Directive: Copy out all the data, word for word.

(Location labeling records)
===
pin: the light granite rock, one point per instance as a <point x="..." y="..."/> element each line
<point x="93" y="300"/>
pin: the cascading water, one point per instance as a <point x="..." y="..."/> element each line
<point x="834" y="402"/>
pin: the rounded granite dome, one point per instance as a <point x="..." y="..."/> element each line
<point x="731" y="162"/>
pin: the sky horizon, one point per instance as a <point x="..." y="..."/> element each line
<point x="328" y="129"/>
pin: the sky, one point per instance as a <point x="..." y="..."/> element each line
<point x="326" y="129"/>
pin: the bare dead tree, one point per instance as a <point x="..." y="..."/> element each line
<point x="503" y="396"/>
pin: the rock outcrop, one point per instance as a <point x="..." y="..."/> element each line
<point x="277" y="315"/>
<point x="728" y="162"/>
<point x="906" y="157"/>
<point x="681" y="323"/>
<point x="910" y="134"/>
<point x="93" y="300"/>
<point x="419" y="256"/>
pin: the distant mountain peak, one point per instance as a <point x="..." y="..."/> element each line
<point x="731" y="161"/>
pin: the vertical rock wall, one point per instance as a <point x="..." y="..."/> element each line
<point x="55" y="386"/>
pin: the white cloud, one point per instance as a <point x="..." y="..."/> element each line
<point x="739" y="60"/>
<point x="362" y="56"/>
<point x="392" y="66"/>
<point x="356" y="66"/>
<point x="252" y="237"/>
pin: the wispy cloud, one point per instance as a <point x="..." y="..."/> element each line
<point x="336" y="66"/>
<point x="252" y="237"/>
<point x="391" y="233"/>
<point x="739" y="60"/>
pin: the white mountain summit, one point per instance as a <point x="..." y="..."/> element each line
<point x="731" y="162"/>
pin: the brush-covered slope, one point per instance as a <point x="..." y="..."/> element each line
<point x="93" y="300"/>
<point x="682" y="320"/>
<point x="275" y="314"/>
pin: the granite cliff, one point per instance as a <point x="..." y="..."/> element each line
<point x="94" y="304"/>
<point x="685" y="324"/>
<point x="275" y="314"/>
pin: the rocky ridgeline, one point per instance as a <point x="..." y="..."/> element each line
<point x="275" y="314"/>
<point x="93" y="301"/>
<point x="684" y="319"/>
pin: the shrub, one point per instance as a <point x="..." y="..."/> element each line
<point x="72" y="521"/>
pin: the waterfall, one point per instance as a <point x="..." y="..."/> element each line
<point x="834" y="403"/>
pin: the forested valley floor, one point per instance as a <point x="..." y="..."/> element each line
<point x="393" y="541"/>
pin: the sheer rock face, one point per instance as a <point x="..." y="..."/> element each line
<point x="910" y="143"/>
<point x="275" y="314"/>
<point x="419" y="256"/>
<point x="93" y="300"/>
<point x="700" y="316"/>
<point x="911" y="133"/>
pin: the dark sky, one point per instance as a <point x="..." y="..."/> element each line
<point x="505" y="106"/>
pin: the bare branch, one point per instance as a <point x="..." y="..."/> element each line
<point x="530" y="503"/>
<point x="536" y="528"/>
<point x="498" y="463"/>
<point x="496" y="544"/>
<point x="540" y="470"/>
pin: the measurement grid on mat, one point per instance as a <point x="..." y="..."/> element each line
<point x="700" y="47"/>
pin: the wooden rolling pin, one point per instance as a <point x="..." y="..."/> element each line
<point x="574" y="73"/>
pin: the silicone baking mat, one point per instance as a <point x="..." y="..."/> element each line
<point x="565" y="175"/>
===
Response:
pin: the light granite rock, one point per instance as a <point x="..." y="..."/> element each line
<point x="93" y="300"/>
pin: the cascading water, one point per instance as a <point x="..." y="..."/> element each line
<point x="834" y="402"/>
pin: the rounded granite dome, one point per instance as a <point x="..." y="..."/> element each line
<point x="731" y="162"/>
pin: the sky horizon, one point per instance as a <point x="..." y="..."/> element each line
<point x="328" y="129"/>
pin: the sky, one point per instance as a <point x="..." y="..."/> element each line
<point x="326" y="129"/>
pin: the bare dead tree, one point per instance as a <point x="..." y="..."/> element each line
<point x="503" y="396"/>
pin: the rock outcrop, one point per instance as a <point x="..." y="..."/> element each line
<point x="277" y="315"/>
<point x="728" y="162"/>
<point x="906" y="157"/>
<point x="681" y="323"/>
<point x="910" y="134"/>
<point x="93" y="300"/>
<point x="419" y="256"/>
pin: the distant mountain peak, one point per instance as a <point x="..." y="..."/> element each line
<point x="731" y="161"/>
pin: the vertical rock wall, one point per instance as a <point x="..." y="..."/> element each line
<point x="55" y="386"/>
pin: the white cloud, one point per instance as a <point x="..." y="..."/> element each line
<point x="739" y="60"/>
<point x="362" y="56"/>
<point x="392" y="66"/>
<point x="356" y="66"/>
<point x="252" y="237"/>
pin: the wispy cloud, one point per instance as a <point x="..." y="..."/> element each line
<point x="336" y="66"/>
<point x="252" y="237"/>
<point x="391" y="233"/>
<point x="739" y="60"/>
pin: the white mountain summit, one point per instance as a <point x="..." y="..."/> element each line
<point x="731" y="162"/>
pin: the brush-covered slope, one point per instance as a <point x="..." y="..."/> element each line
<point x="93" y="300"/>
<point x="682" y="320"/>
<point x="275" y="314"/>
pin: the granite cliff, one point per instance as a <point x="..." y="..."/> element each line
<point x="94" y="304"/>
<point x="685" y="324"/>
<point x="275" y="314"/>
pin: the rocky ridgeline, one point per instance as a <point x="..." y="..."/> element each line
<point x="275" y="314"/>
<point x="93" y="301"/>
<point x="684" y="319"/>
pin: the shrub, one point per instance as a <point x="..." y="..."/> element each line
<point x="72" y="521"/>
pin: the waterfall, one point per instance as a <point x="..." y="..."/> element each line
<point x="834" y="403"/>
pin: the forested valley floor, one point per instance as a <point x="..." y="..."/> element each line
<point x="393" y="541"/>
pin: the sheer rock face, one point per instance as a <point x="..." y="..."/> element each line
<point x="910" y="143"/>
<point x="275" y="314"/>
<point x="419" y="256"/>
<point x="93" y="300"/>
<point x="700" y="316"/>
<point x="911" y="133"/>
pin: the dark sky, one point per instance as a <point x="..." y="..."/> element each line
<point x="505" y="106"/>
pin: the bare branch, one point per instance as a <point x="..." y="..."/> element each line
<point x="530" y="503"/>
<point x="536" y="528"/>
<point x="498" y="463"/>
<point x="496" y="544"/>
<point x="540" y="470"/>
pin: the measurement grid on mat, one point per instance as a <point x="..." y="..."/> element each line
<point x="700" y="47"/>
pin: the wooden rolling pin, one point per instance as a <point x="..." y="..."/> element each line
<point x="574" y="73"/>
pin: the silicone baking mat, one point per instance as a <point x="..." y="..."/> element each line
<point x="565" y="175"/>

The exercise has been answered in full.